**PROBLEM DETAILS:** Could you pull out and copy every line of the material below that contains the word "above"?

**EXERCISE DATA:**
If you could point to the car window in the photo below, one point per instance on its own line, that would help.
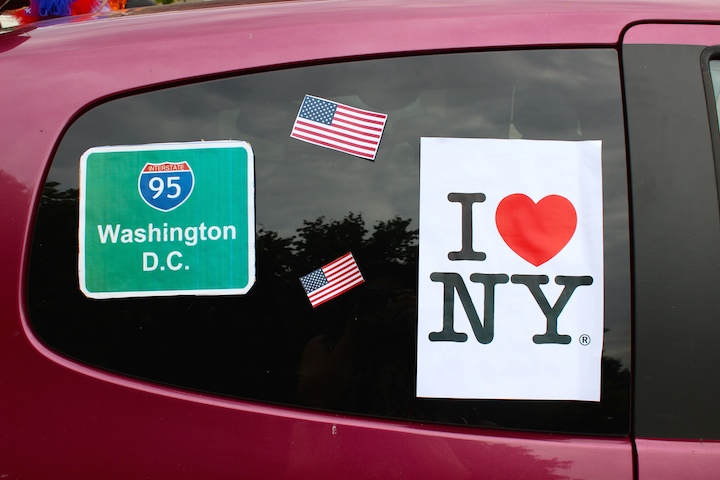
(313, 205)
* * *
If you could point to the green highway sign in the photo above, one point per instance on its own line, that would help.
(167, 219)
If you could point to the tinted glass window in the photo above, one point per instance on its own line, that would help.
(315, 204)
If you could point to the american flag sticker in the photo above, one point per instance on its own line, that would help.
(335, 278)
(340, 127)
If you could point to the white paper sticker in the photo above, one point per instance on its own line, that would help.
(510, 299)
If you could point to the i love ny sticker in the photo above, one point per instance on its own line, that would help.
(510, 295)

**FINISHED TASK:**
If you could point to the green highway sign in the photo above, one point per instance on its own line, that would help.
If you could point to the tinted glass window in the photo above, one point per instance on its own line, that would help.
If you could point to the american flag sticker in the photo above, one point per instance on its own line, that would help.
If you could point to the white paper sticker in the photo above, one point per instance on its own line, that would help.
If you could point to the i love ny sticker in the photo above, one point per instance on its own line, that would help.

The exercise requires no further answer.